Segment Open

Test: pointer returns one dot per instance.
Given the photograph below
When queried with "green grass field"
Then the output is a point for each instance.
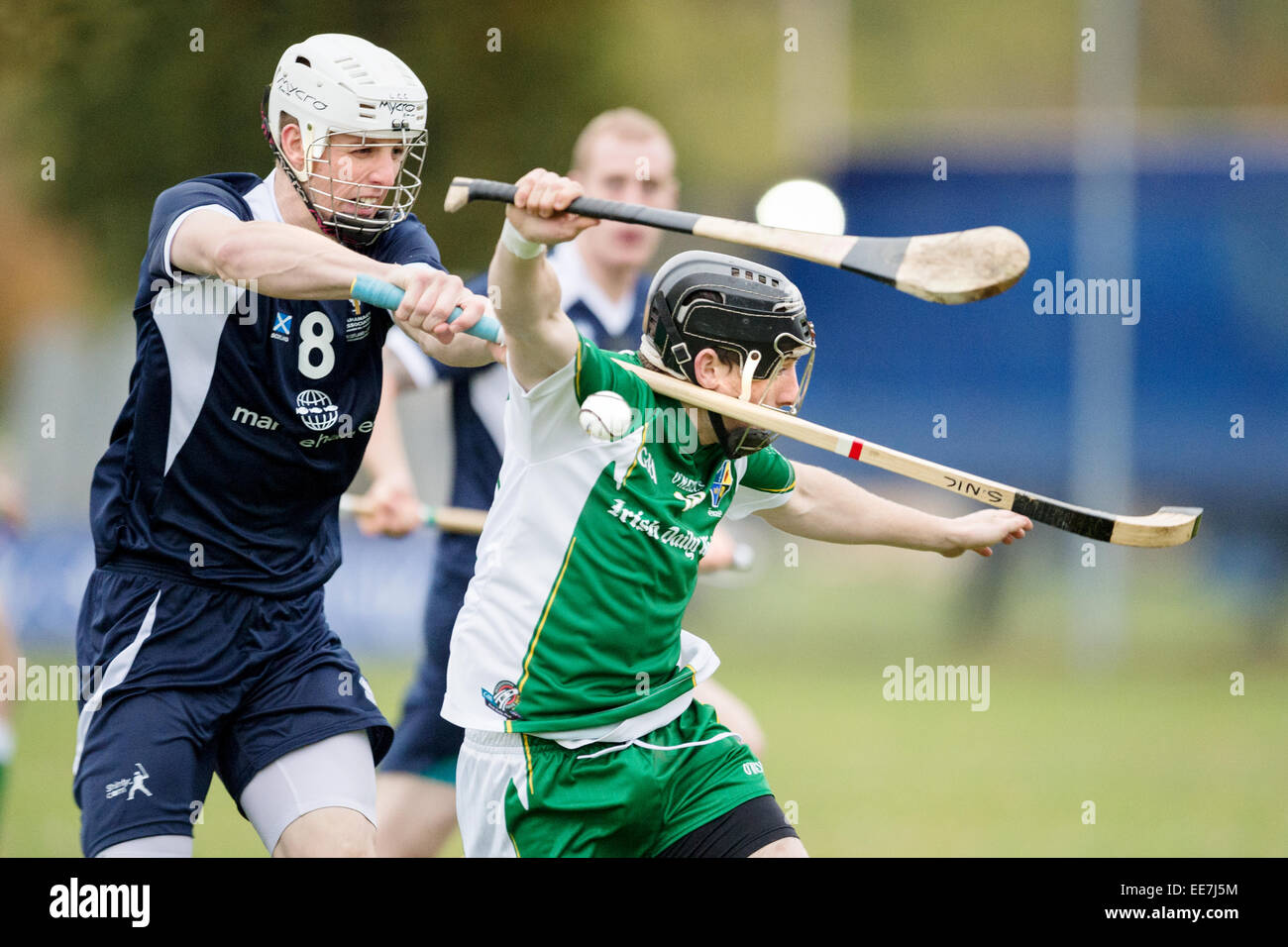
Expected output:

Segment Closed

** Brief **
Return exactly the lines starting at the line with "Given the photograph below" and ending at the last line of the listing, both ends included; pictures are to be left out.

** Problem solution **
Given the photograph below
When queried with "green grass field"
Then the output is a point for each instance.
Expected output:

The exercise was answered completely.